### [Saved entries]
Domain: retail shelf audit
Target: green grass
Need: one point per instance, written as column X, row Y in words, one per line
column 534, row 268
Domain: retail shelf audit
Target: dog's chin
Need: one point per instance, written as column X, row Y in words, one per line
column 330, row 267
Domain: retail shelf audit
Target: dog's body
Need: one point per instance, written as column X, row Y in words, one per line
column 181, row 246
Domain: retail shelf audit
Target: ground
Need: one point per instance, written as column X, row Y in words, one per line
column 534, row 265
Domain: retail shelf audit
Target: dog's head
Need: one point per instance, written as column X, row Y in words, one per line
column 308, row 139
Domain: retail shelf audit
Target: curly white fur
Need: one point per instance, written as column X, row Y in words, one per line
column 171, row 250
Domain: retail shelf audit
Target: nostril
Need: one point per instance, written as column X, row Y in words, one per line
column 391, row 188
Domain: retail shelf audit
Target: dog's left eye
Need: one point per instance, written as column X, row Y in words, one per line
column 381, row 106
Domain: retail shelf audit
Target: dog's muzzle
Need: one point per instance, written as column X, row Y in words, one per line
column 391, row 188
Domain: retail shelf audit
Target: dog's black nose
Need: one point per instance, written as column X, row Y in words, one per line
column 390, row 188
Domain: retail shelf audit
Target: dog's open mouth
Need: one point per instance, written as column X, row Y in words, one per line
...
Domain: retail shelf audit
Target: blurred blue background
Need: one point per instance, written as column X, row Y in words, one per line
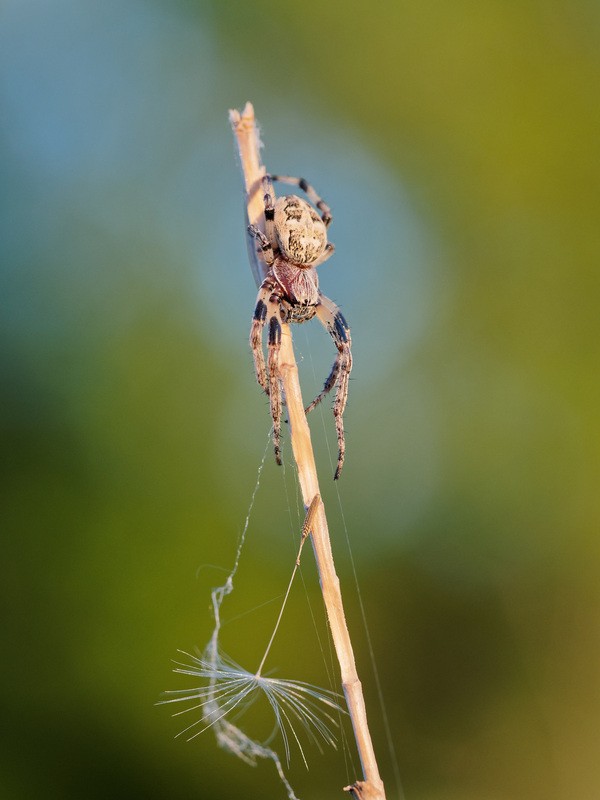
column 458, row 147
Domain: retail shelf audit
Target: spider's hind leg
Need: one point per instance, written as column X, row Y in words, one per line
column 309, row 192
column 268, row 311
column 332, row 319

### [Problem description]
Output, from the data above, the lines from the line with "Target: dog's left eye" to the line with "Target: dog's muzzle" exactly as they stand, both ends included and nothing else.

### [Solution below]
Target: dog's left eye
Need: one point per instance, written as column X, row Y in words, one per line
column 381, row 106
Domain: retail shelf audit
Target: dog's muzzle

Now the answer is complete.